# Detection samples:
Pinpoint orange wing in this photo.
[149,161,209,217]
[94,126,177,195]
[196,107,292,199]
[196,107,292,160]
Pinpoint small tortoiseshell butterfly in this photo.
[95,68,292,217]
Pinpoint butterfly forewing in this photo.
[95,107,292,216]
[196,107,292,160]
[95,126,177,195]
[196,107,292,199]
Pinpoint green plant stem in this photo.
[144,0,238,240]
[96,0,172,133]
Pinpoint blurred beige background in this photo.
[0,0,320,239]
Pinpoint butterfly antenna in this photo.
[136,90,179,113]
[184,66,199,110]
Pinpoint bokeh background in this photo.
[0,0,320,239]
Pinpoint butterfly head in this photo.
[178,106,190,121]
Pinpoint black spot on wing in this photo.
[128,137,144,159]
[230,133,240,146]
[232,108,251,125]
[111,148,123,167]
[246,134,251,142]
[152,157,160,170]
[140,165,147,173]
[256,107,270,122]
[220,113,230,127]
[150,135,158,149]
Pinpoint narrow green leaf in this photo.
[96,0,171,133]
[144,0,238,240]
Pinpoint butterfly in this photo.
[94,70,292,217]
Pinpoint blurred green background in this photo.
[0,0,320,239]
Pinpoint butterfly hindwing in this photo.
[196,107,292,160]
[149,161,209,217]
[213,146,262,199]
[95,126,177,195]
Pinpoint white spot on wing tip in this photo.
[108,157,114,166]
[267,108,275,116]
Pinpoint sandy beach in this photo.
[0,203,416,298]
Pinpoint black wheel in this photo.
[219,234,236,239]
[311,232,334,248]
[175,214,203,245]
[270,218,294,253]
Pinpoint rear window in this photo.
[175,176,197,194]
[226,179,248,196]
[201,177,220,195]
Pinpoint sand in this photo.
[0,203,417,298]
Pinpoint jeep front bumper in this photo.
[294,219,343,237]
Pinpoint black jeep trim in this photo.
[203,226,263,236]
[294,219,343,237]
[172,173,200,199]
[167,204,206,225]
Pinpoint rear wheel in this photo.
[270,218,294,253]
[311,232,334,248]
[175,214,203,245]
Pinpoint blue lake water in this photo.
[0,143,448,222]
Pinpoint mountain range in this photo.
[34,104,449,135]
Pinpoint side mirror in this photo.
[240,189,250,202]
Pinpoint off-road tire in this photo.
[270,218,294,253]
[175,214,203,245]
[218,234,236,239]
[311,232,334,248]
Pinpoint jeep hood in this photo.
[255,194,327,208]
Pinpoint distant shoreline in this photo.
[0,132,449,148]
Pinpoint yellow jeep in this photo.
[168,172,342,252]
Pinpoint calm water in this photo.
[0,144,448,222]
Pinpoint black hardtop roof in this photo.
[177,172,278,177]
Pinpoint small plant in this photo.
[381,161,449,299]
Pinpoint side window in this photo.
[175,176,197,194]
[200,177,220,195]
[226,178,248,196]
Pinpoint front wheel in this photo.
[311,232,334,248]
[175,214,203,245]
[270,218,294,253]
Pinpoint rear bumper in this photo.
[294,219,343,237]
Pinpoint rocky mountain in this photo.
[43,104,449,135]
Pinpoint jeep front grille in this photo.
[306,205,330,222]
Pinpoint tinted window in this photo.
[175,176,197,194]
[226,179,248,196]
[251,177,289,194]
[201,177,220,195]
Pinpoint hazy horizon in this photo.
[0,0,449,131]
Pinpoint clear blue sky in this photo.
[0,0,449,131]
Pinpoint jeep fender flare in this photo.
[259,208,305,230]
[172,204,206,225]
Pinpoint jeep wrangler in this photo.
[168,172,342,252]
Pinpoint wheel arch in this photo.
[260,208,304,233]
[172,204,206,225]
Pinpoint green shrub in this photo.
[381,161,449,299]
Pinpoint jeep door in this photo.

# Exercise:
Please gather every line of the data above that contains the word "black", treating uppercase and lowercase as different.

# Answer in full:
Pinpoint black spot on wing in this photo.
Pinpoint black wheel in this photo.
Pinpoint black jeep trim in this photo.
Pinpoint black hardtop roof in this photo.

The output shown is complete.